● AIM A:
Pick out each line of the listing that contains the string "slice", matching case exactly.
:: EXTRACT PROVIDED ::
Admittedly, Treadwell’s syntax makes any statement of her aim an overstatement. Agent and event are rarely clear; instead, her writing is miasmatic. A pungent scent of old blood and tidal swamp rises from her sharded and mulched wordstuff—and you’ll smell its reek more clearly if you supplement her book with some research into early America. Take the poem “P. vivax”:

a little god comes in & protests
will as extensity holler
in all your original flapping sins,
your 17th century arcade
beating down staunchest river
some summer slag-heap
in theory butler
bitten, plow
some jailed hintback
in the doctorlight

If the opening presents an attempt to master wilderness, the last few lines trade grammatical coherence for obscure suggestion. But what is it about? P. vivax is the parasite that causes malaria. Some say malaria killed Pocahontas; malaria certainly decimated Native Americans along the East Coast, and was a leading reason for planters to import African slaves, who were often already immune to the parasite. Treadwell points readers to the research (and perhaps to Judith Butler as well) as she breaks up English like a prisoner fashioning a shiv from a toothbrush.
:::
:: INPUT MATERIAL ::
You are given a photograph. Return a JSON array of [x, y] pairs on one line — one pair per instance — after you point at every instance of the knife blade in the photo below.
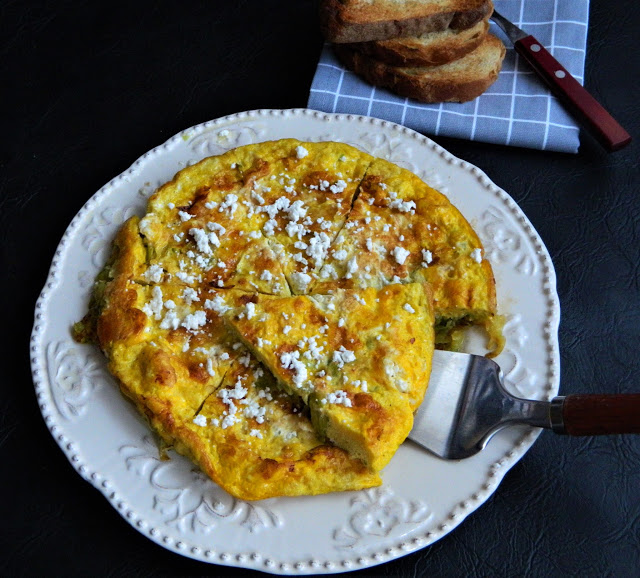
[[575, 98]]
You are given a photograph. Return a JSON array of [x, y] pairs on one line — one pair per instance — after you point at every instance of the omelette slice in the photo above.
[[360, 359], [400, 231], [202, 228], [257, 441], [303, 191]]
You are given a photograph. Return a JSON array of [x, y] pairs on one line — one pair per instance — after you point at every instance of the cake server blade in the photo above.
[[466, 404]]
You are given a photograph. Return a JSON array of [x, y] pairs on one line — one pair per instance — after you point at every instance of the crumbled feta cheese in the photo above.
[[400, 254], [476, 255], [339, 397], [352, 267], [300, 281], [154, 274], [339, 187], [292, 361], [194, 321], [200, 420], [342, 356], [217, 304]]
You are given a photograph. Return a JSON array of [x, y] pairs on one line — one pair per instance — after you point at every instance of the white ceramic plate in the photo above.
[[422, 498]]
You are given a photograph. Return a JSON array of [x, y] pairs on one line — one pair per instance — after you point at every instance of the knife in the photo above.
[[466, 404], [575, 98]]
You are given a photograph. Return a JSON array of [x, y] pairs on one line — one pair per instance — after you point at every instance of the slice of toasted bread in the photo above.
[[458, 81], [430, 49], [368, 20]]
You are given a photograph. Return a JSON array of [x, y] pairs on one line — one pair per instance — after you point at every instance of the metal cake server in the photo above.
[[574, 97], [466, 404]]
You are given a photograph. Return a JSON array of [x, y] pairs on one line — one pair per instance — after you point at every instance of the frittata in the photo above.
[[272, 313]]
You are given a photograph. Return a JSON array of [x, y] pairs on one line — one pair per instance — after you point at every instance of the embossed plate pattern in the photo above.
[[422, 498]]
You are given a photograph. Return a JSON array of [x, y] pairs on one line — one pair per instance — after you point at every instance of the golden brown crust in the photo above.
[[459, 81], [346, 21]]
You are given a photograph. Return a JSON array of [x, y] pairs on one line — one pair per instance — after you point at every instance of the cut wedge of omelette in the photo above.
[[360, 359], [272, 314]]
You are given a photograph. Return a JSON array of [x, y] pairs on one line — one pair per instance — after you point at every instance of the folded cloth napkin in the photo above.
[[517, 110]]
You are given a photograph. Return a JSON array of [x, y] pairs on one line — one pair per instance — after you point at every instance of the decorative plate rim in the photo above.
[[497, 469]]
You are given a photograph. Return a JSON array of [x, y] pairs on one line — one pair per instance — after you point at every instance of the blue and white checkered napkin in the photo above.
[[517, 110]]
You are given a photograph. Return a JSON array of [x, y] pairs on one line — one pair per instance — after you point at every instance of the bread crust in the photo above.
[[430, 84], [443, 47], [348, 21]]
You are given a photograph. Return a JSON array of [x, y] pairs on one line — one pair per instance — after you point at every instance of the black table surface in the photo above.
[[88, 87]]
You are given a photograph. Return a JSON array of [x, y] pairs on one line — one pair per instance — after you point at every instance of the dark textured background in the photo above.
[[88, 87]]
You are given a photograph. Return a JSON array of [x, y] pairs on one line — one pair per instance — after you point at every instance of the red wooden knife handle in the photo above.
[[595, 414], [577, 100]]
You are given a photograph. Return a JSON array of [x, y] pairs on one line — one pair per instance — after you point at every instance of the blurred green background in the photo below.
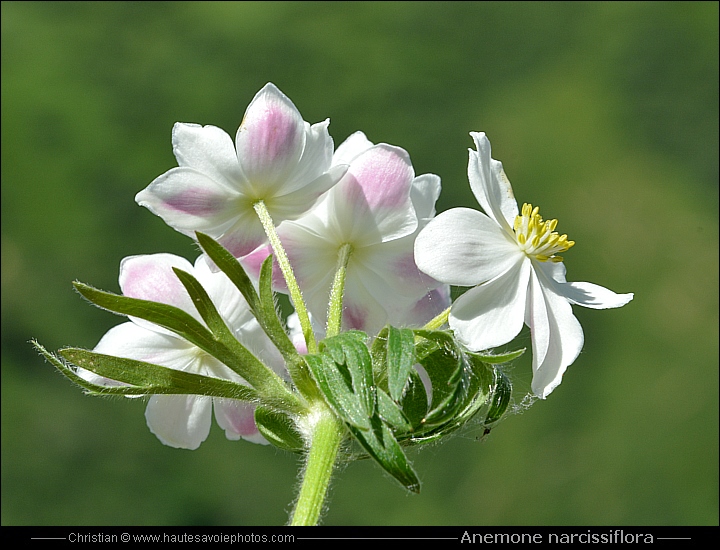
:::
● AIM B:
Name every person the review excerpt mentions by name.

● WRITTEN SOLUTION A:
You are given a photograph. Return a JSON array of [x, y] pairs on one line — one pair per instance — after you point at every instance of the omelette slice in the photo above.
You are given a photograph. Return a JSON array of [x, y] pairs on one line — one pair per instance — after you point at every instance of the slice of toasted bread in the photo above.

● WRITTEN SOLUTION B:
Treadwell, Pocahontas, Judith Butler